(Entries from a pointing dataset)
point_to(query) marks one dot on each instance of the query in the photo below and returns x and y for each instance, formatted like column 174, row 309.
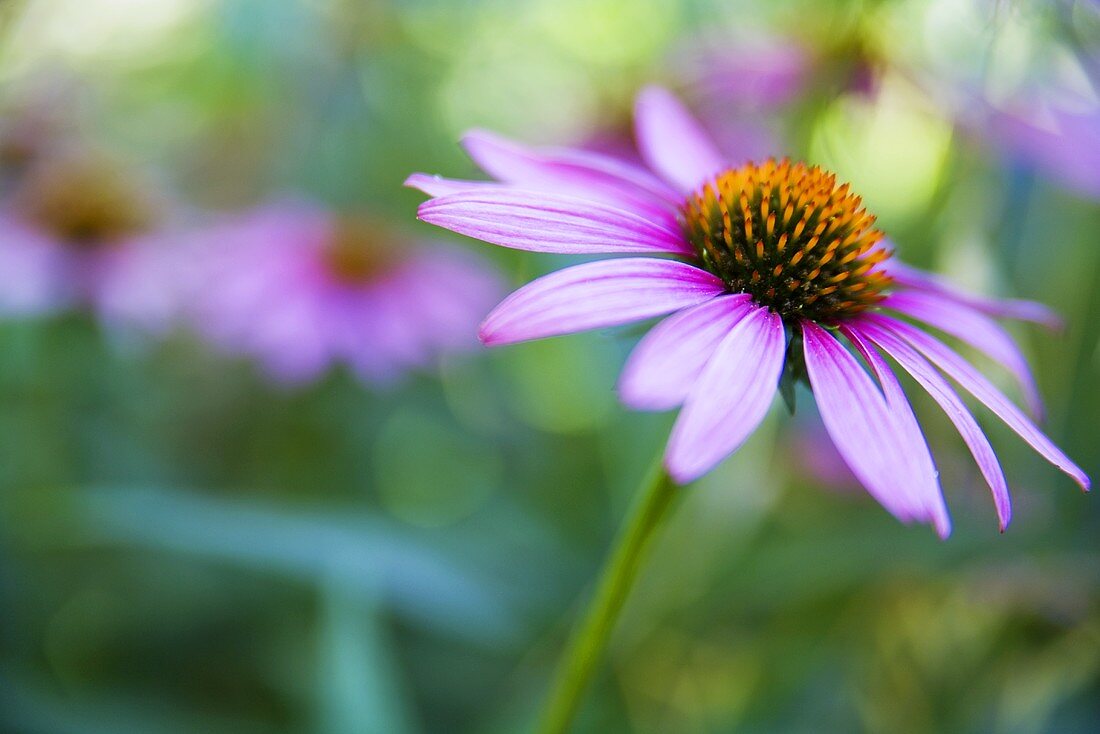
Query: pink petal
column 976, row 329
column 672, row 142
column 949, row 401
column 666, row 363
column 595, row 295
column 548, row 222
column 573, row 173
column 877, row 436
column 1024, row 310
column 438, row 186
column 730, row 396
column 975, row 383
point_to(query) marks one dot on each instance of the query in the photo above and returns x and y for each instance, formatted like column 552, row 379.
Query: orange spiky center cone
column 789, row 236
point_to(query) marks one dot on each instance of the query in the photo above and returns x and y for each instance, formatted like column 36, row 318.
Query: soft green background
column 186, row 548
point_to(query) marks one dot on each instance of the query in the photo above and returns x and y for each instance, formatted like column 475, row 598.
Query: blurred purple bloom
column 769, row 272
column 78, row 231
column 763, row 73
column 299, row 289
column 1065, row 145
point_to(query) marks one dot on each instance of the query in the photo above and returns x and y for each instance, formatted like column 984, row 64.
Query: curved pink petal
column 662, row 369
column 730, row 396
column 925, row 484
column 672, row 142
column 573, row 173
column 1014, row 308
column 549, row 222
column 976, row 383
column 950, row 403
column 871, row 431
column 438, row 186
column 595, row 295
column 976, row 329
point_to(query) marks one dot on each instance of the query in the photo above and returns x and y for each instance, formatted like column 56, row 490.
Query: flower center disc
column 790, row 237
column 85, row 203
column 353, row 253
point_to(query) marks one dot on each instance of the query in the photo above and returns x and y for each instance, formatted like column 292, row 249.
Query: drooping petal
column 976, row 383
column 548, row 222
column 872, row 433
column 730, row 396
column 976, row 329
column 439, row 186
column 573, row 173
column 956, row 409
column 672, row 142
column 1014, row 308
column 595, row 295
column 667, row 362
column 923, row 469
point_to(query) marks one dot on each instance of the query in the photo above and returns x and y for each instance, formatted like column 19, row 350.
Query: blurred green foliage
column 185, row 547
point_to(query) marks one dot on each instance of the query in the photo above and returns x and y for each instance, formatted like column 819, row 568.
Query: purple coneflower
column 79, row 230
column 299, row 289
column 772, row 272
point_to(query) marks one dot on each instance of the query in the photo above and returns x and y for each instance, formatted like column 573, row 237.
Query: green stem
column 590, row 638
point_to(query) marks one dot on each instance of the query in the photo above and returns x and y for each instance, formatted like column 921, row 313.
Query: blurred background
column 256, row 474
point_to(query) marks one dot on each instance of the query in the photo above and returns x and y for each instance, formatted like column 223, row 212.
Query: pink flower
column 79, row 231
column 1066, row 145
column 771, row 272
column 299, row 289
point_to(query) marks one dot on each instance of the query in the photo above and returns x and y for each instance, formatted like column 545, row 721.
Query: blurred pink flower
column 79, row 231
column 771, row 272
column 298, row 289
column 1065, row 145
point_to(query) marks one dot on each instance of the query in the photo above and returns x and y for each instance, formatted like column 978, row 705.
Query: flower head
column 80, row 230
column 298, row 289
column 766, row 269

(Short problem):
Repeat the material above in full and exactly, apart from the pictures.

(The solution):
point_to(query) marks one dot on each instance of the query in the photo below and returns x and y for each instance, formatted like column 174, row 309.
Query: pink petal
column 976, row 329
column 672, row 142
column 949, row 401
column 666, row 363
column 595, row 295
column 548, row 222
column 573, row 173
column 877, row 436
column 1024, row 310
column 438, row 186
column 730, row 396
column 975, row 383
point_to(query) marks one dot on each instance of the query in the photo above and returns x and y for each instance, formatted like column 552, row 379.
Query: orange spiky center cone
column 789, row 236
point_to(query) marks one dot on each instance of the query in the photo above and returns x and y for each instance, formatted like column 36, row 318.
Query: soft green background
column 186, row 548
point_to(query) marks one dot on each instance of the query in the photo above and returns x and y for each instance, formatted like column 475, row 598.
Query: blurred purple bloom
column 769, row 272
column 78, row 231
column 763, row 73
column 299, row 289
column 1065, row 145
point_to(query) marks one dot on each instance of the query in the photo above and returns x and y for each instance, formatted like column 984, row 64.
Query: curved pink petal
column 662, row 369
column 730, row 396
column 925, row 484
column 672, row 142
column 573, row 173
column 1014, row 308
column 549, row 222
column 976, row 383
column 950, row 403
column 871, row 431
column 438, row 186
column 595, row 295
column 976, row 329
point_to(query) marks one dot on each instance of the query in the photo above and returns x and y for each instance, formatted like column 56, row 490.
Query: flower center disc
column 790, row 237
column 85, row 203
column 353, row 253
point_to(query) marks one dot on each instance of the query in the photo above and returns x and y for each instance, formatted like column 292, row 249.
Query: drooping petal
column 976, row 383
column 548, row 222
column 872, row 433
column 730, row 396
column 976, row 329
column 439, row 186
column 573, row 173
column 956, row 409
column 672, row 142
column 1014, row 308
column 595, row 295
column 667, row 362
column 923, row 469
point_to(query) marks one dot on each instance of the query in the photo above and returns x and y for each instance, formatted like column 19, row 350.
Query: blurred green foliage
column 185, row 547
point_to(query) marks one dot on each instance of the query in the photo above and returns x and y for each instance, formatted like column 819, row 568.
Query: purple coneflower
column 79, row 230
column 299, row 289
column 772, row 272
point_to(query) marks one dot on each instance of the query in the photo above and returns x and y for each instance, formatted like column 573, row 237.
Query: green stem
column 590, row 638
point_to(query) marks one dot on each instance of the query in the photo above and returns x and y for each instance, formatted like column 921, row 313.
Query: blurred background
column 256, row 474
point_to(query) marks one dot on each instance of the query in the photo above and returns x and y for each instance, formatted like column 223, row 212.
Query: pink flower
column 79, row 231
column 1066, row 145
column 771, row 272
column 299, row 289
point_to(query) marks one dot on each instance of the query in the photo above and returns x and y for each instance, formatted like column 545, row 721.
Query: blurred pink flower
column 79, row 231
column 771, row 272
column 298, row 289
column 1065, row 145
point_to(query) marks one dot on each instance of the query in the photo above and returns x and y for each instance, formatted like column 978, row 705.
Query: flower head
column 80, row 230
column 298, row 289
column 766, row 269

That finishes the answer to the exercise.